* Document passage:
A single pre-eruption photographic detection of GI Monocerotis exists, showing its magnitude was 15.1 before the nova event.
GI Monoceros dropped by 3 magnitudes from its peak in about 23 days, making it a "fast nova". Long after the nova eruption, six small outbursts with a mean amplitude of 0.9 magnitudes were detected when the star was monitored from the year 1991 through 2000. Radio emission from the nova has been detected at the JVLA in the C (5 GHz), X (8 GHz) and K (23 GHz) bands.

All novae are binary stars, with a "donor" star orbiting a white dwarf. The two stars are so close together that matter is transferred from the donor star to the white dwarf. Worpel et al. report that the orbital period for the binary is probably 4.33 hours, and there is a 48.6 minute period which may represent the rotation period for the white dwarf. Their X-ray observations indicate that GI Mon is a non-magnetic cataclysmic variable star, meaning that the material lost from the donor star forms an accretion disk around the white dwarf, rather than flowing directly to the surface of the white dwarf. It is estimated that the donor star is transferring 3×10^−9 solar mass of material to the accretion disk each year.

A 1995 search for an optically resolved nova remnant using the Anglo-Australian Telescope was unsuccessful.

* Work to complete:
• 1. From the passage on GI Monocerotis, output the portion that begins at the words "A single pre-eruption" and stops after the words "(23 GHz) bands.", word for word.
• 2. Summarize the passage on GI Monocerotis in two sentences.

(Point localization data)
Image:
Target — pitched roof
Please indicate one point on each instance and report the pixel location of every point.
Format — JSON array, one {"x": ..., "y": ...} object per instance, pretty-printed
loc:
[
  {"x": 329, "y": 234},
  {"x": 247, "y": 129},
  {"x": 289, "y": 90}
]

* * *

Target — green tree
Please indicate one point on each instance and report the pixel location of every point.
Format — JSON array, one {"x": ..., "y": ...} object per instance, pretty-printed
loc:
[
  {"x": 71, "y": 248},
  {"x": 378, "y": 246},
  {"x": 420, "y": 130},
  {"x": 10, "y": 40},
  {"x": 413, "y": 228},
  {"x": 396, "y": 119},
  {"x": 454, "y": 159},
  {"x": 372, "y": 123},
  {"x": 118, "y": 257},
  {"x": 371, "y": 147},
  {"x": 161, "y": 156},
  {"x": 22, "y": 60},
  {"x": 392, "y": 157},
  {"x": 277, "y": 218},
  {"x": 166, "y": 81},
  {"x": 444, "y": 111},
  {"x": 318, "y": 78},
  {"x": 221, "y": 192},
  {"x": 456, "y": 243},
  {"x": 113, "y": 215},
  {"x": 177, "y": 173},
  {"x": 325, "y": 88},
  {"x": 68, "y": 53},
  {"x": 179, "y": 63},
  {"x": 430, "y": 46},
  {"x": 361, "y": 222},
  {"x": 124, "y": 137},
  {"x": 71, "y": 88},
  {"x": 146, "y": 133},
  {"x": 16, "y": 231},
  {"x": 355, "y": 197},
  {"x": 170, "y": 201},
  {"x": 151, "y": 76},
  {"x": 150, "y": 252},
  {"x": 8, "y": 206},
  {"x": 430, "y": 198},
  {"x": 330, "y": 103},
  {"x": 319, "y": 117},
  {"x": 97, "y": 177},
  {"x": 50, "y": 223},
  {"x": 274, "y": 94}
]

* Answers to the tasks:
• 1.
A single pre-eruption photographic detection of GI Monocerotis exists, showing its magnitude was 15.1 before the nova event.
GI Monoceros dropped by 3 magnitudes from its peak in about 23 days, making it a "fast nova". Long after the nova eruption, six small outbursts with a mean amplitude of 0.9 magnitudes were detected when the star was monitored from the year 1991 through 2000. Radio emission from the nova has been detected at the JVLA in the C (5 GHz), X (8 GHz) and K (23 GHz) bands.

• 2. GI Monocerotis, recorded at magnitude 15.1 before its eruption, fell 3 magnitudes from its peak in about 23 days, making it a fast nova, and it later showed six small outbursts and radio emission. X-ray observations indicate it is a non-magnetic cataclysmic variable, so material from a donor star in a probable 4.33-hour orbit forms an accretion disk around the white dwarf.